● **O que fazer**: Reescreva o trecho que começa na linha que contém "I need to find every distant" e termina na linha que contém "left=296, top=388, right=394, bottom=674", com as duas incluídas. Troque "clock tower" por "bell tower" e deixe todo o resto igual.

● **Linhas de dados**:

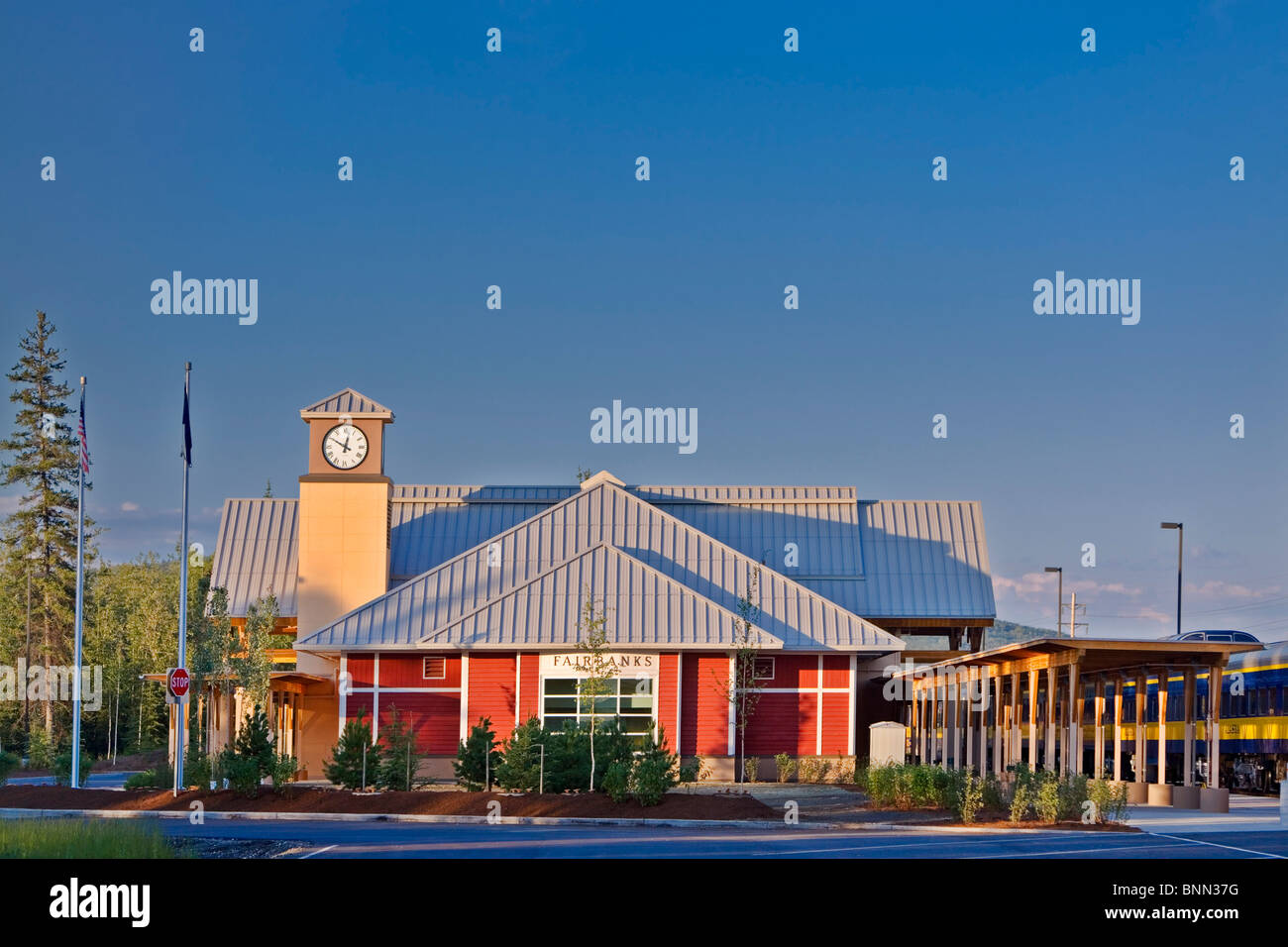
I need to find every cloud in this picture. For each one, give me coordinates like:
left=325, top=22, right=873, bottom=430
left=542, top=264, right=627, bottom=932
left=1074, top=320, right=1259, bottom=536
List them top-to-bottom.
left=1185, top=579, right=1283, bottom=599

...

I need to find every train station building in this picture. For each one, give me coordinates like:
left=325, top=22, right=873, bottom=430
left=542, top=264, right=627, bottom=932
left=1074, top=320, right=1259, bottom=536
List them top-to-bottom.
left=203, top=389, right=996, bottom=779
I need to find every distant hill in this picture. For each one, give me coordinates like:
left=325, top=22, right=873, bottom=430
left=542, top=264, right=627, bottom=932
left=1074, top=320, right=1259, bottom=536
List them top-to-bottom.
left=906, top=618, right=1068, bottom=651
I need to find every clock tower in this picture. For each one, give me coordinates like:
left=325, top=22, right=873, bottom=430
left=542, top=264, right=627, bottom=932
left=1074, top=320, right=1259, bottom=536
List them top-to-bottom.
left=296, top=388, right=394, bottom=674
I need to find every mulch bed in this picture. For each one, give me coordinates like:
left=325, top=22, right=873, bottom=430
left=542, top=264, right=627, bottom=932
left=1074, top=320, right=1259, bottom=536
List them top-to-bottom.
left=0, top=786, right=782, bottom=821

--

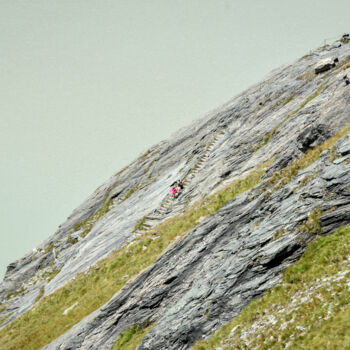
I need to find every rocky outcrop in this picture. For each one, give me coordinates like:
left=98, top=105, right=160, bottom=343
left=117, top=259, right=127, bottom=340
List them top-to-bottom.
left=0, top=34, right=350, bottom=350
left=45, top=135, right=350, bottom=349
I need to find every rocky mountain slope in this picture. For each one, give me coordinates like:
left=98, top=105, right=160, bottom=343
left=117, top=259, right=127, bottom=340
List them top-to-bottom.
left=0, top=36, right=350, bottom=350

● **Resposta do exercício**:
I need to find every distant hill in this picture. For each one, give me coordinates like:
left=325, top=22, right=873, bottom=430
left=542, top=264, right=627, bottom=932
left=1074, top=320, right=1259, bottom=536
List them top-to-bottom.
left=906, top=618, right=1068, bottom=651
I need to find every bell tower in this picture. For each one, give me coordinates like:
left=325, top=22, right=873, bottom=430
left=542, top=264, right=627, bottom=932
left=1074, top=320, right=1259, bottom=536
List them top-to-bottom.
left=296, top=388, right=394, bottom=674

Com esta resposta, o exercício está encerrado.